Exercise brief:
Below are some records; return each one exactly.

Record excerpts:
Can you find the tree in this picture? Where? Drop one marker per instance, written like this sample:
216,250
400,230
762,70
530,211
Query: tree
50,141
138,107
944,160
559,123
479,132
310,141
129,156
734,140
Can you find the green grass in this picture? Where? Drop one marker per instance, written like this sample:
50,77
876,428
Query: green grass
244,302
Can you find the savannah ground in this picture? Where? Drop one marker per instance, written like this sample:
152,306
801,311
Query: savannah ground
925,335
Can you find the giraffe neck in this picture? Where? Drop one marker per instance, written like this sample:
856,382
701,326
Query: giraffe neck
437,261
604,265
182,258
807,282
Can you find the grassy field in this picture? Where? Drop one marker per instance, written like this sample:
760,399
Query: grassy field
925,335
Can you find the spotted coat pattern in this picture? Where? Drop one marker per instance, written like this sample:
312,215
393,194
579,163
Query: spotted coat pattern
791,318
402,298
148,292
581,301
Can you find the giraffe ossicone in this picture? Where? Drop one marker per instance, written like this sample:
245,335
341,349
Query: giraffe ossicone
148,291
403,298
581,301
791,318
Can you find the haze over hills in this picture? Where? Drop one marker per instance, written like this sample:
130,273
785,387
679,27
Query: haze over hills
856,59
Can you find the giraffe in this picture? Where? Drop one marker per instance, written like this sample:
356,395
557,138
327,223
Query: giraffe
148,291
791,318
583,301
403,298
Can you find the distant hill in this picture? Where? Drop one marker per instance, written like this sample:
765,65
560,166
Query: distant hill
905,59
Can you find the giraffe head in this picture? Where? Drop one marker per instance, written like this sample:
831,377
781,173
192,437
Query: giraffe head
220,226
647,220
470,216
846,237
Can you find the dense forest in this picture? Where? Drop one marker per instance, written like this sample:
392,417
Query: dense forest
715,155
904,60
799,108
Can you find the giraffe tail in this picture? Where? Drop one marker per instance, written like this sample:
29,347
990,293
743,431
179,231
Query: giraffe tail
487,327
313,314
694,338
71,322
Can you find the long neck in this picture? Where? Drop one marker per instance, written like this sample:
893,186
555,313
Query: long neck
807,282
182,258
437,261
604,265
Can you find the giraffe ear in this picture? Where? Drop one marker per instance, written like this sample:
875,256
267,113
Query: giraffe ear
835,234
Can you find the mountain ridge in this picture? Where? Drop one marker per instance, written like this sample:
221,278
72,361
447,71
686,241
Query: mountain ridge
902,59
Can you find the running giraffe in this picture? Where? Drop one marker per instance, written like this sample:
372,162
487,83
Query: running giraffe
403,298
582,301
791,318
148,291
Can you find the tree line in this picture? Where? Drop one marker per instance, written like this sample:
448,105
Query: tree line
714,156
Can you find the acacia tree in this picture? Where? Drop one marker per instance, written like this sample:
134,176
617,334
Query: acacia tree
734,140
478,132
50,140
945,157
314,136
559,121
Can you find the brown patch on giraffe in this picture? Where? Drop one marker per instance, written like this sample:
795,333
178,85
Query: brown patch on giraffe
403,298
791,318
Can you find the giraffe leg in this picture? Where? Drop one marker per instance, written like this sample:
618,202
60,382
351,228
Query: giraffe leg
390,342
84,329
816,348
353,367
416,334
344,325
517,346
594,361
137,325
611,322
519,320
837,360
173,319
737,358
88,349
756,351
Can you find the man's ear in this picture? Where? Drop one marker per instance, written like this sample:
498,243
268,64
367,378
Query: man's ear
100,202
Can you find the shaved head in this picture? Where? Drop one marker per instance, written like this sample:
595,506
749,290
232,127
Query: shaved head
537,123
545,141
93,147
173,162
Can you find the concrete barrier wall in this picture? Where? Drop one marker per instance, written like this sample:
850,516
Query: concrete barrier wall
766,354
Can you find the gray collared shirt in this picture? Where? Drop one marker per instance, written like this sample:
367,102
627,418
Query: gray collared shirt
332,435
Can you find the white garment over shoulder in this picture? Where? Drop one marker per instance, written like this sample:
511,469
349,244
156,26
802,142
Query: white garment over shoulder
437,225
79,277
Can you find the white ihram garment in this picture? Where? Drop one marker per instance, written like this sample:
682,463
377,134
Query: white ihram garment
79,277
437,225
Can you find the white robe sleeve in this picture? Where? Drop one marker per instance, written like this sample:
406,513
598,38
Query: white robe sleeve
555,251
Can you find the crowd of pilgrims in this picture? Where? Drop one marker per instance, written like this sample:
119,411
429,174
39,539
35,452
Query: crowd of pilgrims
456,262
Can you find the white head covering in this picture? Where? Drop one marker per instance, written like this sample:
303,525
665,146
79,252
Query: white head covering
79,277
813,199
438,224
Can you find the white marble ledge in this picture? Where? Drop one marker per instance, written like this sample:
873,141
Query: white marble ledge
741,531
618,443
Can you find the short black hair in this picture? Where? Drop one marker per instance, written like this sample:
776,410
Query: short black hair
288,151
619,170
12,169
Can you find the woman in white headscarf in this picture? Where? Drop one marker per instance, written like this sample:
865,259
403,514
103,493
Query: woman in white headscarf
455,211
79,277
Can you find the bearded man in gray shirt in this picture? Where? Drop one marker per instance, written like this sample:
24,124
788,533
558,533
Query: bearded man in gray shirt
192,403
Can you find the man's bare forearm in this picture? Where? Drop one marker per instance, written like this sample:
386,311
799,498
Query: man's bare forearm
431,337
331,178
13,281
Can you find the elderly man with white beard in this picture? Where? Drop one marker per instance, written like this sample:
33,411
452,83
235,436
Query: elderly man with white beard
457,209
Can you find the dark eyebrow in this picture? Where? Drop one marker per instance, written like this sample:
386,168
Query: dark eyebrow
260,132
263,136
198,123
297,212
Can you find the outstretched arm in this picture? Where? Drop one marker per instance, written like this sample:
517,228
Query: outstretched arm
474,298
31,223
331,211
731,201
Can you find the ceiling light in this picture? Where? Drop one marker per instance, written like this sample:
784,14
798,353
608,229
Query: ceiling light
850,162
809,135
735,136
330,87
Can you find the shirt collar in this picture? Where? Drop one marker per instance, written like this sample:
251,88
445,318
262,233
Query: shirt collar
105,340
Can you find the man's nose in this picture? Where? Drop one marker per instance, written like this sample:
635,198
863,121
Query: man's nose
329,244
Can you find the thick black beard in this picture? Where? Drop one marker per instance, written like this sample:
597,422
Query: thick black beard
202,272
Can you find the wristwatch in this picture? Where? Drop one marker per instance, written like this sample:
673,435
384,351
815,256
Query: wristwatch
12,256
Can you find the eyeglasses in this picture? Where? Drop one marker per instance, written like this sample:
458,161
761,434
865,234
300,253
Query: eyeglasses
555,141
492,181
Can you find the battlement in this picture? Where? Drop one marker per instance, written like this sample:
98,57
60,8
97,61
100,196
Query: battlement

Response to this exercise:
Can you find the tree in this picture? Where? Drop one marker per instance, written like this sample:
216,250
400,230
762,70
530,211
Query: tree
50,141
138,107
944,160
559,123
479,132
310,141
129,156
734,140
Can you find the green grass in this picture? Where? Drop one marker per instance, written like this sample:
50,77
876,428
Query: green grass
244,302
Can you find the savannah ground in this picture? Where? Drop one marker per instance, written like this sample:
152,306
801,311
Query: savannah ground
925,335
Can you find the giraffe neck in this picture? Where? Drop one marker per instance, written like this sample:
856,382
701,326
Query: giraffe neck
437,261
604,265
182,258
807,282
Can you find the grassy field in this picture? Where? Drop one marker per instance, written like this sample:
760,399
Query: grassy field
925,335
Can you find the spotted coat pattern in this picture? Where? Drop one marker per instance, written like this sample:
312,215
393,194
579,163
Query: spotted coat pattern
791,318
402,298
148,292
581,301
Can you find the giraffe ossicone in this picture? Where? Drop one marker per instance, written like this sample:
245,335
341,349
Query: giraffe ossicone
148,291
403,298
581,301
791,318
Can you find the haze over hills in this picture? Where? Drop one marker per instance, written like this sample:
130,273
785,387
679,27
Query: haze over hills
856,59
Can you find the giraffe in this picture? Where? Drop one marker per instance, written like this sample:
356,395
557,138
327,223
Query: giraffe
148,291
791,318
583,301
403,298
Can you find the distant hill in this picture? Where? Drop one marker per instance, written like this sample:
765,65
560,166
Query: distant hill
905,59
Can you find the giraffe head in this picture? Where? Drop one marker per instance, written like this sample:
831,377
781,173
192,437
Query: giraffe head
220,226
647,220
470,216
846,237
Can you find the dense forest in this picture? Where? Drop one marker per instance, written like this sample:
392,417
Query: dense forest
715,155
904,60
799,108
Can you find the giraffe tail in this picture? Where? Drop one marker per instance, written like this sample:
29,347
990,293
743,431
179,231
Query: giraffe tail
487,327
313,314
694,338
71,322
Can you find the long neck in this picture? Where? Drop one marker per instance, written like this sample:
893,186
555,313
Query: long neck
807,282
182,258
437,261
604,265
Can you find the giraffe ear in this picture? Where? Drop one marker per instance, written like this sample:
875,256
267,113
Query: giraffe ear
835,234
Can you find the mountain ridge in this picture? Where? Drop one marker per instance, written like this sample:
221,278
72,361
447,71
686,241
Query: mountain ridge
902,59
Can you find the running giraffe in this picture? Where? Drop one marker per instance, written like this sample:
372,162
487,83
Query: running giraffe
403,298
582,301
791,318
148,291
Can you find the tree line in this picture? Where? Drop one marker per instance, written like this sample:
448,105
Query: tree line
714,156
Can you find the acacia tree in this picture? Where? Drop one marker per instance, written like this sample:
134,176
617,334
Query: acacia tree
734,140
478,132
50,140
945,157
314,136
559,121
Can you find the brown patch on giraffe in this picture? Where? Drop one marker per instance, written like this sample:
795,333
178,85
Query: brown patch on giraffe
403,298
791,318
Can you find the giraffe leg in this picture? Where? Drop one marker per instance, written like this sample:
618,202
60,382
351,228
Query: giraffe leg
390,342
84,329
816,348
353,367
416,334
344,325
517,346
594,361
137,325
611,322
519,320
837,360
173,319
737,358
88,349
756,351
Can you find the man's ear in this picture? Where? Drop one marker per instance, written like this sample:
498,243
268,64
367,378
Query: man's ear
100,202
Can you find the shaved head in this picture? Where? Drop one marker per instance, written like this sample:
595,506
749,290
232,127
Query: shaved head
537,123
545,141
93,147
173,162
Can you find the concrete barrier wall in this picture? Where? Drop one marker per instance, written like this sample:
850,516
Query: concrete barrier wall
766,354
Can you find the gray collared shirt in this picture? Where? Drop one marker per instance, written like this sample:
367,102
627,418
Query: gray collared shirt
332,435
Can you find the white garment over shoulder in this picture? Where? Drop one marker per instance, written like this sample:
511,469
349,244
156,26
802,142
Query: white garment over shoulder
437,225
79,277
Can you find the white ihram garment in this picture? Where? Drop one marker per instance, written like this sample:
682,463
377,134
Query: white ihram garment
79,277
437,225
Can you find the white robe sleeve in this picture? Where? Drop one marker per instance, written like this sample:
406,513
598,38
Query: white robe sleeve
555,251
Can you find the crowd of pilgrims in this picture? Where? Drop one marker per instance, written like this sample:
119,411
429,174
39,539
35,452
Query: crowd of pilgrims
456,262
Can you find the white head covering in this picture? Where? Drop one marker per instance, written like this sample:
303,525
665,146
79,252
Query: white head covering
79,277
813,199
438,224
Can you find the white marble ledge in this picture? Where? Drop one marker per instance, written like this sample:
873,141
Query: white marble ledge
741,531
618,443
Can you find the short black hair in this picture? Where? Drop one marker per instance, written like this sample:
776,410
Query: short black hair
288,151
619,170
12,169
Can you find the woman in white headscarf in this picture? Where? Drop one marker per instance, written like this sample:
865,259
403,514
103,493
Query: woman in white headscarf
455,211
79,277
Can you find the bearded man in gray shirt in this picture? Where? Drop one marker per instance, written like this sample:
24,124
788,533
558,533
Query: bearded man in gray shirt
192,403
Can you find the man's bare forearm in this picture? Where? Drop one marker per instance, written like this sample:
386,311
799,498
Query: man's bare forearm
431,337
331,178
13,281
Can you find the elderly man with white beard in this picture? Where? Drop one marker per instance, written like this sample:
33,411
452,83
235,436
Query: elderly man with white beard
457,209
Can you find the dark eyebrow in this picture? Where? Drop one marker per instance, written like this sample:
386,168
Query: dark eyebrow
260,132
263,136
198,123
297,212
Can you find the outstretched arm in this picture? Where? Drop one marker per instance, written like this sample:
517,228
Query: outstretched arm
474,298
31,223
331,211
731,201
Can you find the ceiling light in this picture? Where? Drop one marker per instance, written like this sample:
784,14
798,353
608,229
Query: ceiling light
850,162
809,135
735,136
330,87
Can you find the shirt collar in this picture? Where? Drop one marker per instance, written like this sample:
251,88
445,318
262,233
Query: shirt collar
105,340
Can you find the man's nose in this picture? Where? Drop one marker per instance, written like this sample:
635,198
863,121
Query: man's nose
329,244
Can you find the thick black beard in this picture? Where? Drop one marker per instance, written like this sample:
597,422
Query: thick black beard
202,272
Can you find the wristwatch in this picture? Where? Drop one marker per instance, written like this sample:
673,435
384,351
815,256
Query: wristwatch
12,256
Can you find the eyeglasses in this picture? Where? Drop one marker per instance, written like this sample:
458,161
761,434
865,234
300,253
Query: eyeglasses
555,141
492,181
Can you find the battlement in this picture? Where? Drop one marker per instance, written like this sample:
98,57
60,8
97,61
100,196
Query: battlement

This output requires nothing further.